### REQUEST 1
Copy out the records word for word, starting at the line that contains "purple cabinet panel" and running through the end of the records.

### SOURCE
-- START --

But Jakarta elites—the business, political, and defense elites who had dominated Indonesian politics for decades, going back to the Suharto era—always resented the direct election law and the decentralization in general.  Prabowo, who had been married to Suharto’s daughter, and his party, during this year’s presidential campaign made no secret of the fact that they thought Indonesia had gone too far in embracing liberal democracy, and that average Indonesians were not suited for deciding about who should lead them. During the campaign, Prabowo and his party embraced an earlier, more authoritarian Indonesian idea of “guided democracy” in which elites essentially managed the country and allowed sham elections to justify their rule. (Expect to see something similar emerge in the post-coup period in Thailand today.)

Prabowo and his party, during the campaign, also had championed the idea that Indonesia needed a strong central government and a powerful, one-man leadership. These ideas were in tune with an older conception of Indonesian politics and “Asian values,” but which seemed thoroughly outdated today to many Indonesians who had grown up in the post-Suharto era and who had witnessed the process of decentralization and no longer relied on a few big broadcast networks (which were generally pro-Prabowo) to get their news.

So, Prabowo lost, and former Jakarta and Solo mayor Joko Widodo, who had come up in Indonesian politics precisely because of direct elections, became the next president of Indonesia. But last week, during the last days of the current Indonesian parliament in a vote held with little debate and little transparency, legislators led by Prabowo’s party succeeded in passing the bill ending local elections. As during the election campaign, leaders in Prabowo’s party once again claimed that liberal democracy was not suited for Indonesia and that the bill, which would basically hand selection of local leaders back to a handful of elites, was more suited to Indonesian politics and culture. In other words—"you Indonesians aren’t smart enough to pick your leaders."

Indonesians don’t seem to agree. Surveys show that about 80 percent of Indonesians want to retain direct elections.

-- END --

### TASK INPUTS
-- START --

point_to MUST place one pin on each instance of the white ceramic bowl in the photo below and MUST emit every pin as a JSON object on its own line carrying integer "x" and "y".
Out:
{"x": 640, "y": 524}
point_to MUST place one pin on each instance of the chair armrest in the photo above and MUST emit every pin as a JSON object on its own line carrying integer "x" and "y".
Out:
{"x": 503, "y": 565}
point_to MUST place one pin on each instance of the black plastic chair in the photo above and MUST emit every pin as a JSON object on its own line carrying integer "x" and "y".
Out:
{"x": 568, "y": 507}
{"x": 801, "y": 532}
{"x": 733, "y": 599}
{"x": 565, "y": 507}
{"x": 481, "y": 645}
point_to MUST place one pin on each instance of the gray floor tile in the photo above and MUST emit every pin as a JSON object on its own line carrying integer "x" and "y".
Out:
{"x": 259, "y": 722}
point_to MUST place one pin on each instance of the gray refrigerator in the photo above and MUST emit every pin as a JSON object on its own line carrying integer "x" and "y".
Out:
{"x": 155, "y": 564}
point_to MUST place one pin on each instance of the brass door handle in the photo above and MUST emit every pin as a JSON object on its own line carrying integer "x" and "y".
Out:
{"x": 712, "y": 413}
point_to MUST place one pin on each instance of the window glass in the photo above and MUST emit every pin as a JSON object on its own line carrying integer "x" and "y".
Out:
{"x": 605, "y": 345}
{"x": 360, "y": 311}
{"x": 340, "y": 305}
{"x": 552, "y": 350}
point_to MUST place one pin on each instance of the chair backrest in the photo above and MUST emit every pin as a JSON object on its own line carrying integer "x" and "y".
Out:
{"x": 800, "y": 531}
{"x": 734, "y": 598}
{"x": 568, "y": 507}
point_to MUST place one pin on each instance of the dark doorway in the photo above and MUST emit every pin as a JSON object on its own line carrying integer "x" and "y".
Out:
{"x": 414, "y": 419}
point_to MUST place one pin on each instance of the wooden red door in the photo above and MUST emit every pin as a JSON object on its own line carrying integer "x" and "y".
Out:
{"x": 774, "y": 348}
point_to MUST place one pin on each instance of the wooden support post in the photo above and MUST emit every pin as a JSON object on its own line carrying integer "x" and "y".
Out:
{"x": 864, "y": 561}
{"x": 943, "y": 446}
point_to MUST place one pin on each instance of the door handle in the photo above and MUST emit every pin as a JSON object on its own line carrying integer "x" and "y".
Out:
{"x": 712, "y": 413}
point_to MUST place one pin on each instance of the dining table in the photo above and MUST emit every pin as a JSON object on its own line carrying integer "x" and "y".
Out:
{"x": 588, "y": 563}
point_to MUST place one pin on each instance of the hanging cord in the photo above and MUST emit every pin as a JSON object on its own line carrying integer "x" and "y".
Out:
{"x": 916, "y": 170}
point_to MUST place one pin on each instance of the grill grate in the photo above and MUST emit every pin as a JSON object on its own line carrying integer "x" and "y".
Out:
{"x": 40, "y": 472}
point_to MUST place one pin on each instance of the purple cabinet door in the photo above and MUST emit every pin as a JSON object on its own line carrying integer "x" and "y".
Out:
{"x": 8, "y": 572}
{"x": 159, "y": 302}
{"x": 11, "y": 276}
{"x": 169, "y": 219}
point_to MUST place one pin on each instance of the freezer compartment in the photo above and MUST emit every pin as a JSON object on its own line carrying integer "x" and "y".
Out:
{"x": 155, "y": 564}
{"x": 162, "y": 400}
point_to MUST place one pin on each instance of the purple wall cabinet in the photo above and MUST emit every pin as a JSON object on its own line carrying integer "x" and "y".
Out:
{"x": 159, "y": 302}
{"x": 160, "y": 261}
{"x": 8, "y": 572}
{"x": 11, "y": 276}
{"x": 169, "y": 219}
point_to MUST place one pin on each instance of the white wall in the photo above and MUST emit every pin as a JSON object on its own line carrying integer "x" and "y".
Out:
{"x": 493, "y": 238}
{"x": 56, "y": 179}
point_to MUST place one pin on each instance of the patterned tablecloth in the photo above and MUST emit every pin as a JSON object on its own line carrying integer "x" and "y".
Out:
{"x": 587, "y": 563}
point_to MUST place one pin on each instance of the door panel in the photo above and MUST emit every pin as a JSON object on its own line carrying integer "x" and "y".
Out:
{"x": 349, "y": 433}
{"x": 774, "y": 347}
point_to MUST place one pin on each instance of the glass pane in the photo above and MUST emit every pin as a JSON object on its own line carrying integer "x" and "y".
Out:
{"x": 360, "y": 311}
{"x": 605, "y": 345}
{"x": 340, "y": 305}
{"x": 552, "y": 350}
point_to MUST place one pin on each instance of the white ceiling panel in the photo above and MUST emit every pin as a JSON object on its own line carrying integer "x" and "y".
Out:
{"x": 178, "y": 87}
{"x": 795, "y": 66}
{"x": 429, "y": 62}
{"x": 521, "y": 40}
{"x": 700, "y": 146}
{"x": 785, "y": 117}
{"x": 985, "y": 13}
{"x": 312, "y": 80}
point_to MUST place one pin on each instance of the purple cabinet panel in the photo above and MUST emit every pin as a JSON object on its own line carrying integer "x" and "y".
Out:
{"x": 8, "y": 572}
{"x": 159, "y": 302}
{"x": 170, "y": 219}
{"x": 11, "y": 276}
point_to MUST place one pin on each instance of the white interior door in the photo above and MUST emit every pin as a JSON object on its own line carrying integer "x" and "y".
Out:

-- END --

### REQUEST 2
Pull out the whole passage on Indonesia's direct local elections, with every word unchanged.

### REPLY 1
point_to MUST place one pin on each instance of the purple cabinet panel in the photo above and MUST emit every pin as a JSON object on its own line carrying integer "x" and "y".
Out:
{"x": 8, "y": 572}
{"x": 159, "y": 302}
{"x": 170, "y": 219}
{"x": 11, "y": 276}
point_to MUST place one pin on each instance of the white interior door in the photo above and MUST emit every pin as a JSON object on its own line carrying integer "x" and "y".
Out:

### REPLY 2
But Jakarta elites—the business, political, and defense elites who had dominated Indonesian politics for decades, going back to the Suharto era—always resented the direct election law and the decentralization in general.  Prabowo, who had been married to Suharto’s daughter, and his party, during this year’s presidential campaign made no secret of the fact that they thought Indonesia had gone too far in embracing liberal democracy, and that average Indonesians were not suited for deciding about who should lead them. During the campaign, Prabowo and his party embraced an earlier, more authoritarian Indonesian idea of “guided democracy” in which elites essentially managed the country and allowed sham elections to justify their rule. (Expect to see something similar emerge in the post-coup period in Thailand today.)

Prabowo and his party, during the campaign, also had championed the idea that Indonesia needed a strong central government and a powerful, one-man leadership. These ideas were in tune with an older conception of Indonesian politics and “Asian values,” but which seemed thoroughly outdated today to many Indonesians who had grown up in the post-Suharto era and who had witnessed the process of decentralization and no longer relied on a few big broadcast networks (which were generally pro-Prabowo) to get their news.

So, Prabowo lost, and former Jakarta and Solo mayor Joko Widodo, who had come up in Indonesian politics precisely because of direct elections, became the next president of Indonesia. But last week, during the last days of the current Indonesian parliament in a vote held with little debate and little transparency, legislators led by Prabowo’s party succeeded in passing the bill ending local elections. As during the election campaign, leaders in Prabowo’s party once again claimed that liberal democracy was not suited for Indonesia and that the bill, which would basically hand selection of local leaders back to a handful of elites, was more suited to Indonesian politics and culture. In other words—"you Indonesians aren’t smart enough to pick your leaders."

Indonesians don’t seem to agree. Surveys show that about 80 percent of Indonesians want to retain direct elections.